** Permintaan **
1. Jawablah pertanyaan berikut berdasarkan tulisan tentang gerakan perempuan dan pemilu.
(a) Pada bulan apa pemilihan para anggota legislatif tahun 2004 dilaksanakan?
(b) Di jalan apa letak kantor KPU pusat tempat gerakan perempuan berdemo?
(c) Berapa jumlah partai politik peserta pemilu yang disebutkan dalam tulisan itu?
2. Menurut tulisan tentang gerakan perempuan dan pemilu, mengapa Panwaslu mendiamkan saja demo gerakan perempuan di kantor KPU pusat? Jelaskan dalam satu sampai tiga kalimat.

** Kutipan Teks **
Gerakan Perempuan dan Pemilu

Oleh: K.H. Abdurrahman Wahid

Pemilihan umum tahun 2004 terbagi menjadi dua: pemilihan para anggota legislatif pada bulan April 2004, dan pemilihan presiden. Pemilihan presiden sendiri, kalau tidak diperoleh separuh lebih dari suara yang diperebutkan, akan diulang beberapa bulan kemudian antara dua calon presiden yang memperoleh suara terbanyak. Dengan demikian, pada kuartal terakhir tahun 2004 sudah dapat dilantik seorang presiden dan wakil presiden terpilih. Jika pada umumnya orang berpendapat, pemilihan presiden dan wakil presiden akan terjadi dua kali, karena suara-calon dalam pemilihan pertama tidak mencapai separuh dari suara para pemilih, penulis berpendapat bahwa hal itu tidak akan terjadi. Dalam pemilihan pertama bulan Juli, sudah ada presiden dan wakilnya, karena itu penulis diejek oleh teman-temannya karena memiliki pandangan seperti itu, sebab berlawanan dengan semua perkiraan yang ada.

Menjelang berlangsungnya kampanye pemilu legislatif pada tanggal 11 April 2004, di televisi penulis mendengar tayangan mengenai demo gerakan perempuan di kantor KPU pusat, di bilangan jalan Imam Bonjol, Jakarta. Demo itu untuk menuntut agar para calon anggota legislatif (caleg) dalam pemilu 2004, tidak “mengingkari” perjuangan wanita. Secara resmi disebutkan agar PKB dan PKS tidak dipilih dalam pemilu legislatif itu. Ini sebenarnya adalah pelanggaran terhadap pemilu, namun Panwaslu mendiamkan saja, karena tidak ada pasal-pasal dalam undang-undang pemilu yang menyebutkan larangan/sangsi terhadap gerakan perempuan yang berpihak kepada salah satu peserta pemilu yang 24 partai politik itu. Bagaimana prospek seruan gerakan perempuan yang berdemo di muka kantor KPU itu? Untuk mengukur hal itulah tulisan ini dibuat, agar diketahui para anak cucu sekarang dan kemudian hari.

** Informasi yang Diberikan **

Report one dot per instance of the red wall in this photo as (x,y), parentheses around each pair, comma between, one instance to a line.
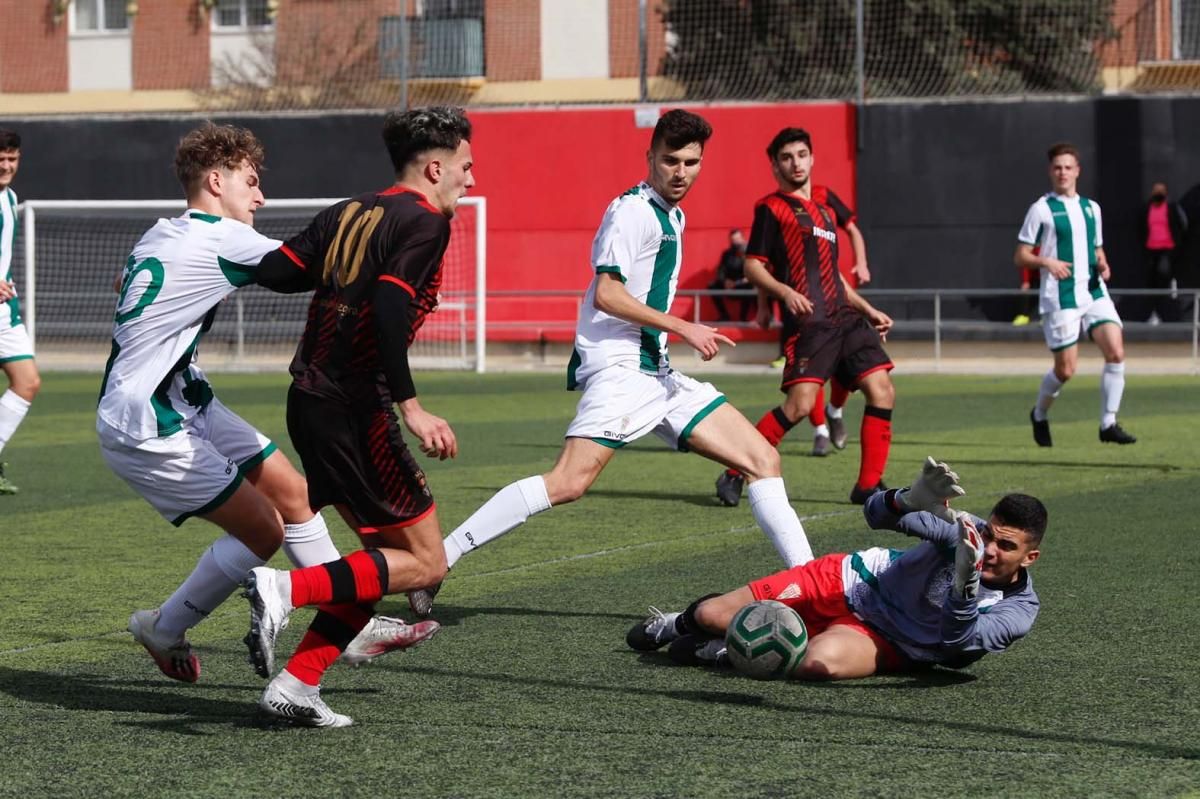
(550,174)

** Jawaban Tugas **
1.
(a) Pemilihan para anggota legislatif dilaksanakan pada bulan April 2004.
(b) Kantor KPU pusat terletak di bilangan Jalan Imam Bonjol, Jakarta.
(c) Tulisan itu menyebutkan 24 partai politik peserta pemilu.

2. Panwaslu mendiamkan demo itu karena undang-undang pemilu tidak memuat pasal yang menyebutkan larangan atau sanksi terhadap gerakan perempuan yang berpihak kepada salah satu peserta pemilu. Padahal, seruan agar PKB dan PKS tidak dipilih itu sebenarnya merupakan pelanggaran terhadap pemilu.